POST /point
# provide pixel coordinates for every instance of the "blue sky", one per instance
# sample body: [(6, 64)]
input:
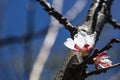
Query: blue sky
[(15, 24)]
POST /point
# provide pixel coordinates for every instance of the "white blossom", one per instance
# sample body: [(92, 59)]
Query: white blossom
[(81, 40)]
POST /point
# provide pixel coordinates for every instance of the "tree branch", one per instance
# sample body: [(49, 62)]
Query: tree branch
[(114, 23), (95, 21), (58, 16), (102, 70)]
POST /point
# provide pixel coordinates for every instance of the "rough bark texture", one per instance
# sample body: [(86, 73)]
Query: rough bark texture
[(98, 15)]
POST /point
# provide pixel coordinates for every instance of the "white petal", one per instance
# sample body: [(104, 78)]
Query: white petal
[(69, 43), (83, 33), (106, 61), (91, 39), (79, 40)]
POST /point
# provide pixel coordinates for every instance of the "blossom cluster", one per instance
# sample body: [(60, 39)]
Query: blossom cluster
[(83, 43)]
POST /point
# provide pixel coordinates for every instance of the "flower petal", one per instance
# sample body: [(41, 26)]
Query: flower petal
[(79, 40), (69, 43), (91, 39)]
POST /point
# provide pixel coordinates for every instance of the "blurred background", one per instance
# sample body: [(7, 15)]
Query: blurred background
[(29, 37)]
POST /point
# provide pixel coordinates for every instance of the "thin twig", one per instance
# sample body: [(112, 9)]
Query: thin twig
[(102, 70), (58, 16), (114, 23)]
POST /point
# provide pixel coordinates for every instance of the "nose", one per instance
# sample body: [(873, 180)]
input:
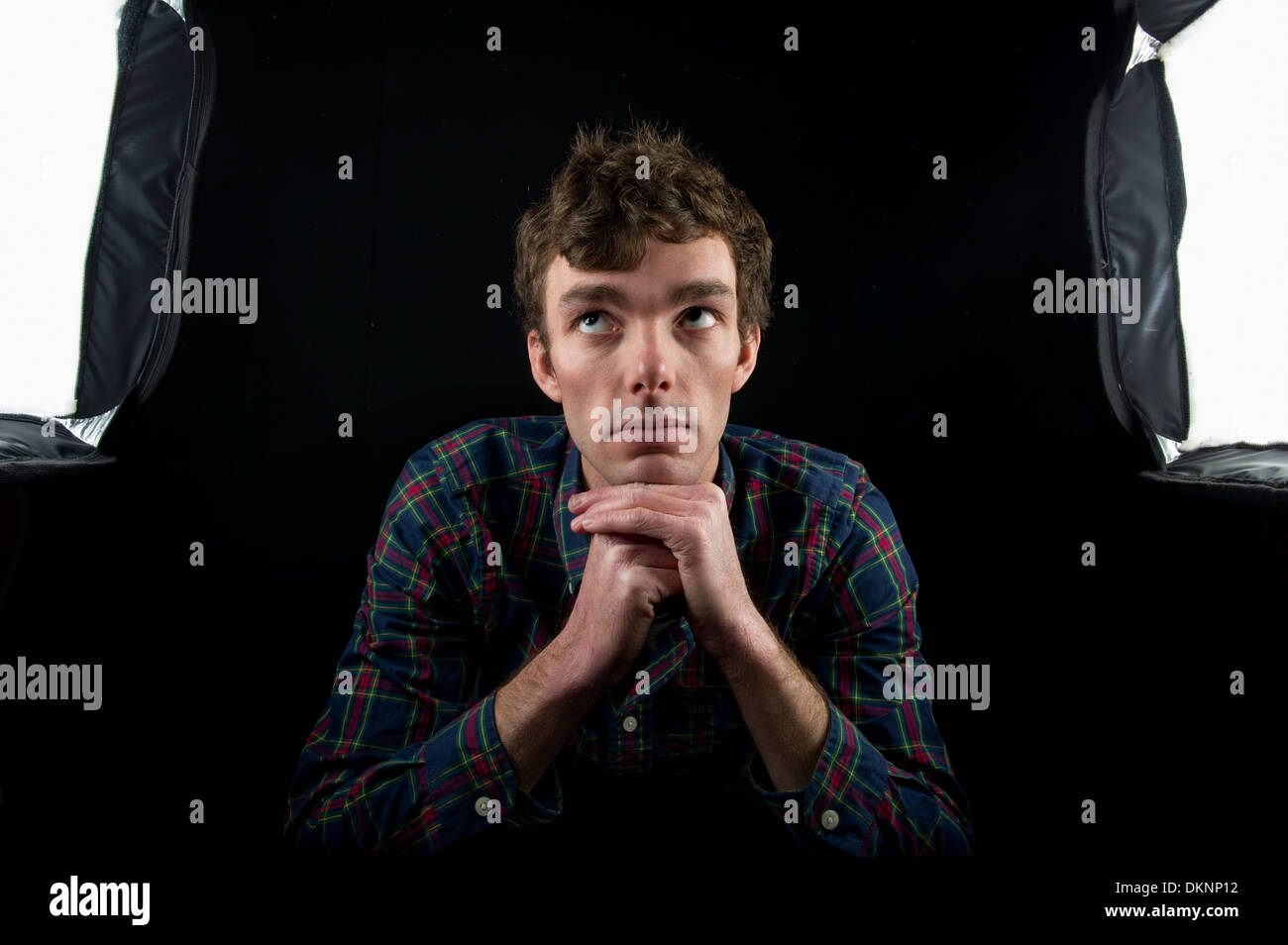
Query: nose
[(649, 370)]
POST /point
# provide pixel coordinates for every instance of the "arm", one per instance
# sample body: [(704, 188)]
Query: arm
[(400, 759), (870, 776)]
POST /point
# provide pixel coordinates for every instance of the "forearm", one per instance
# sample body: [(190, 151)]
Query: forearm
[(785, 711), (540, 707)]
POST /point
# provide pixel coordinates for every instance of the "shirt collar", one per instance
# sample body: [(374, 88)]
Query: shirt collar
[(574, 546)]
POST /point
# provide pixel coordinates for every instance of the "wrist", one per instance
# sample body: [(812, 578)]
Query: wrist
[(750, 651)]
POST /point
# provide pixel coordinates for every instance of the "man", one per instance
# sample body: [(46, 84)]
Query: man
[(567, 618)]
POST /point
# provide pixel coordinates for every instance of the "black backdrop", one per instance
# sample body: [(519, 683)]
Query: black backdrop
[(1108, 682)]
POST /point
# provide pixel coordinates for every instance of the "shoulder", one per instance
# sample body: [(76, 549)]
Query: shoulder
[(493, 451), (814, 472)]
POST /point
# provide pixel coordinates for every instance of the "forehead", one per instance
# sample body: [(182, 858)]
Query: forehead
[(665, 266)]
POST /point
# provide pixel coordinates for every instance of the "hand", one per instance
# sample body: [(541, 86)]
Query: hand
[(692, 522), (626, 577)]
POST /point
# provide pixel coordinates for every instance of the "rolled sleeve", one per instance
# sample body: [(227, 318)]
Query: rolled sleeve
[(883, 783)]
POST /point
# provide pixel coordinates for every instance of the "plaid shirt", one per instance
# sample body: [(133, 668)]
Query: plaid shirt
[(476, 568)]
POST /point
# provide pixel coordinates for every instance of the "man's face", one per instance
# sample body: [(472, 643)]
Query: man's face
[(662, 335)]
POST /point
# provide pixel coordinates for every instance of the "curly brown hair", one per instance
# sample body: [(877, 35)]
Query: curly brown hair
[(599, 215)]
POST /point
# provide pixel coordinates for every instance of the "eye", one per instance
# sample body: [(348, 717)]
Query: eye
[(708, 313), (592, 330)]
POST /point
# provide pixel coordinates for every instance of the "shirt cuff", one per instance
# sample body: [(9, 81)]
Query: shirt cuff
[(824, 817), (520, 807)]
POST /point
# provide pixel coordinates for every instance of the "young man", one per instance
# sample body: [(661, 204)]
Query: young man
[(675, 626)]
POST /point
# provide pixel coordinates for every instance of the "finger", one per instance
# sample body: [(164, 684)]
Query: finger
[(629, 496), (634, 520)]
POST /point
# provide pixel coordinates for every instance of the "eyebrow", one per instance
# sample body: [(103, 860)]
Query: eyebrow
[(597, 292)]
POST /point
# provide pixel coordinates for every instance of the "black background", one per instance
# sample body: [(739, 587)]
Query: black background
[(1108, 682)]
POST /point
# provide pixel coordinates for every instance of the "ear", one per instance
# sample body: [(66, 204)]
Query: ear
[(746, 361), (542, 370)]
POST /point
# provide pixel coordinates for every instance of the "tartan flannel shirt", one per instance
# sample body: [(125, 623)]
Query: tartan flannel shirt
[(476, 568)]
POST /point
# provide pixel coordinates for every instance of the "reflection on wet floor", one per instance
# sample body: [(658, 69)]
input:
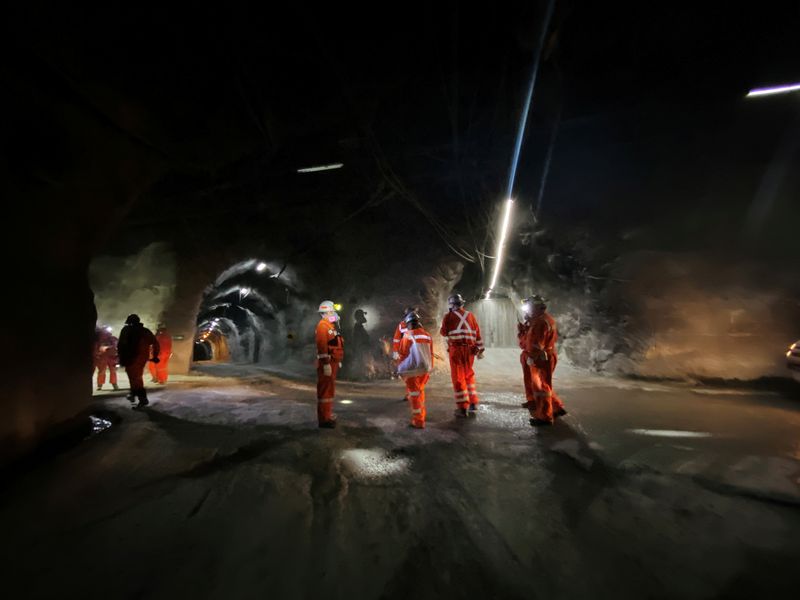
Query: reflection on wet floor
[(99, 424), (670, 433)]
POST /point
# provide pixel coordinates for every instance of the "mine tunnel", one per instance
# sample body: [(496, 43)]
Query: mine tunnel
[(491, 302)]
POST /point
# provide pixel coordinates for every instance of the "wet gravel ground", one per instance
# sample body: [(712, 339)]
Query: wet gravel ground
[(226, 488)]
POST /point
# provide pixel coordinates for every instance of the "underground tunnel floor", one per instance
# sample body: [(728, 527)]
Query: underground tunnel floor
[(225, 488)]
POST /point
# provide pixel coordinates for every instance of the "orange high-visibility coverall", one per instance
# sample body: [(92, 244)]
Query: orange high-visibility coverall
[(330, 351), (398, 336), (160, 371), (415, 384), (537, 338), (105, 357), (463, 335)]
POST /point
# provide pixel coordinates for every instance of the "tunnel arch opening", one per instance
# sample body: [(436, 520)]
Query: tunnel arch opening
[(250, 315)]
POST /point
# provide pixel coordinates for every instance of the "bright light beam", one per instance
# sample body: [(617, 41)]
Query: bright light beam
[(501, 244), (518, 146), (321, 168), (779, 89)]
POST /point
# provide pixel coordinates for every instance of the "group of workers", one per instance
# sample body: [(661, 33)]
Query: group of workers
[(414, 360), (136, 347)]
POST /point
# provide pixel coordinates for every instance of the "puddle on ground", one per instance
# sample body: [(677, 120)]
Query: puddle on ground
[(372, 463), (99, 425)]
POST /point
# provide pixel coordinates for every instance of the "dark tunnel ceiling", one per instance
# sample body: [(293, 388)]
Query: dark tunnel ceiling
[(234, 98)]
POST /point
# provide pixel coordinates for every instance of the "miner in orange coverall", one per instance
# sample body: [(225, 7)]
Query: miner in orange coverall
[(537, 338), (330, 352), (416, 364), (463, 335), (135, 347), (160, 370), (105, 357), (398, 336)]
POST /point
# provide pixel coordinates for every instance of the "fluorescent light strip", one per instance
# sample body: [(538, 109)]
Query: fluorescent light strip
[(499, 260), (321, 168), (780, 89)]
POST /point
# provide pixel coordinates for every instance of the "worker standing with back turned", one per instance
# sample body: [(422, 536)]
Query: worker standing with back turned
[(330, 352), (463, 335)]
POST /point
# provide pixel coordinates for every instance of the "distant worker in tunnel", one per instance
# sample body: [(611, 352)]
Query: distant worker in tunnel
[(136, 345), (330, 352), (416, 364), (537, 338), (159, 371), (464, 343), (399, 331), (359, 345), (105, 357)]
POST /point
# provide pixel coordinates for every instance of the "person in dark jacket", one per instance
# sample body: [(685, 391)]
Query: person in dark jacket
[(135, 347)]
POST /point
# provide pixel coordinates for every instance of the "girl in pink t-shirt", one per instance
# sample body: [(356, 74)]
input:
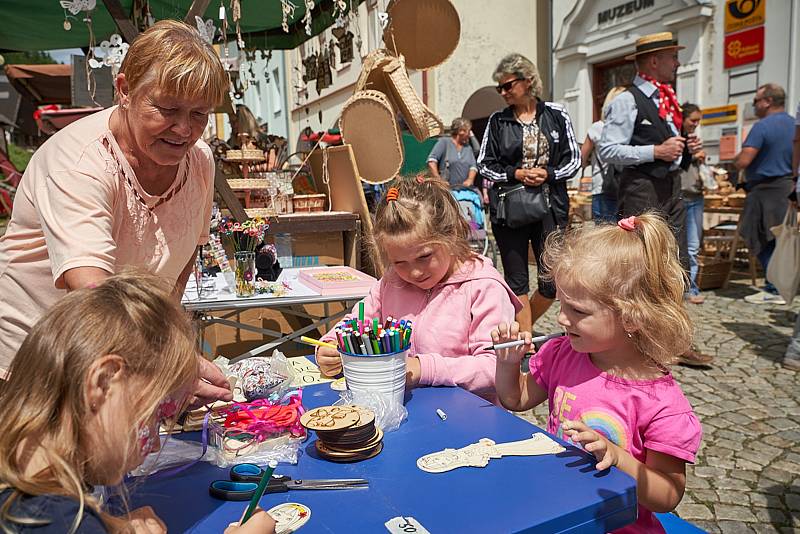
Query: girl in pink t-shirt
[(607, 382)]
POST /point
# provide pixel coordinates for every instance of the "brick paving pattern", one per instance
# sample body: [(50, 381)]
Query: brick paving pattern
[(747, 476)]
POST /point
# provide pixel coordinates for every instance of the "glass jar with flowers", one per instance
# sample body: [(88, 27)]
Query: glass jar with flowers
[(244, 238)]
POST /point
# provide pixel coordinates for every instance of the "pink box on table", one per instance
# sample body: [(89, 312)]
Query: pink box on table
[(336, 280)]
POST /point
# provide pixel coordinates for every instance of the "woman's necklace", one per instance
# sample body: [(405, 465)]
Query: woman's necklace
[(529, 113)]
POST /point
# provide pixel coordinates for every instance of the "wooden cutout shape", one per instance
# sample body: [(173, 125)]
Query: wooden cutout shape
[(346, 192), (330, 418), (478, 454), (289, 516)]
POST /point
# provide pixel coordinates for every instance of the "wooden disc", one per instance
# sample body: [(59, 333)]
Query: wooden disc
[(330, 418), (366, 416), (335, 456), (372, 442)]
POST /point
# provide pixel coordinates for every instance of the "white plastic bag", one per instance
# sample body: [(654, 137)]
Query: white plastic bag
[(173, 453), (784, 266)]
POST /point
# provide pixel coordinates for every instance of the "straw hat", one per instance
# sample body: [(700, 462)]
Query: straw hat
[(655, 42), (368, 125), (424, 32)]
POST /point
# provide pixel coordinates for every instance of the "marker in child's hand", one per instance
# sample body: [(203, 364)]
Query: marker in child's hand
[(262, 486), (517, 343)]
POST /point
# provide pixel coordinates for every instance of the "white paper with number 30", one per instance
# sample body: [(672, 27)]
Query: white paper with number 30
[(403, 525)]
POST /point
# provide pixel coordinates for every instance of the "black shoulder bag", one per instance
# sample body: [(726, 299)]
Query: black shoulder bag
[(518, 205)]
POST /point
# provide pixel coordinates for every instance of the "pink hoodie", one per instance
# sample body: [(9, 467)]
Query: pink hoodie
[(452, 323)]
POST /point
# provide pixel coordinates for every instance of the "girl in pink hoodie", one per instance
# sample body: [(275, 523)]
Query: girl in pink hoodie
[(454, 296)]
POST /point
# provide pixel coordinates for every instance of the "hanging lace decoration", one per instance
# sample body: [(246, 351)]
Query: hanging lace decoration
[(236, 13), (114, 51), (141, 15), (74, 7), (287, 10), (206, 29), (307, 17)]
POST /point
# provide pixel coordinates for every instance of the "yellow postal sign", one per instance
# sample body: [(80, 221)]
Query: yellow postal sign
[(741, 14)]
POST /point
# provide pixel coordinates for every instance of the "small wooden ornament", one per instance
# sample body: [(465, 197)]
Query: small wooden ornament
[(478, 454), (336, 456), (330, 418)]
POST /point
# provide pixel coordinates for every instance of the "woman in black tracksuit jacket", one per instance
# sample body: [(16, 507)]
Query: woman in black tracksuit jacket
[(531, 142)]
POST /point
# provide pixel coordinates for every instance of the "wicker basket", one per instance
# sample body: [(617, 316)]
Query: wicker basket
[(712, 272), (714, 201), (308, 203), (736, 200)]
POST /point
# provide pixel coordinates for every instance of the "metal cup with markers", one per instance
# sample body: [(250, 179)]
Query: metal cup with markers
[(374, 354)]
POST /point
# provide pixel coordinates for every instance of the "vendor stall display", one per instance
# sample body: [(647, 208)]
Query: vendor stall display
[(426, 32)]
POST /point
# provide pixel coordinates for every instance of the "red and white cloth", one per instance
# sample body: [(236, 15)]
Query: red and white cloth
[(668, 107)]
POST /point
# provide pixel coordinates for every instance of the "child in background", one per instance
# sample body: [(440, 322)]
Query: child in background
[(453, 296), (607, 383), (86, 393)]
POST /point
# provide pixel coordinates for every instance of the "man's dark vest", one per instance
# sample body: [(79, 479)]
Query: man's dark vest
[(645, 134)]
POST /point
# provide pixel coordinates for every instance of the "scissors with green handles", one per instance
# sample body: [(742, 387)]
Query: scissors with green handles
[(245, 477)]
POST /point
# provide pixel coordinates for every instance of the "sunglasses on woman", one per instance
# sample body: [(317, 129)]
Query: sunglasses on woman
[(507, 86)]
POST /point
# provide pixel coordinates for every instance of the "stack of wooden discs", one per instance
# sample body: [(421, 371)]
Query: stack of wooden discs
[(344, 433)]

• Given instruction: Gather every line of the items above that holds the string "forehead", matching case exactly.

• Output:
# provide pixel coordinates for every instance of the "forehead", one per instance
Query: forehead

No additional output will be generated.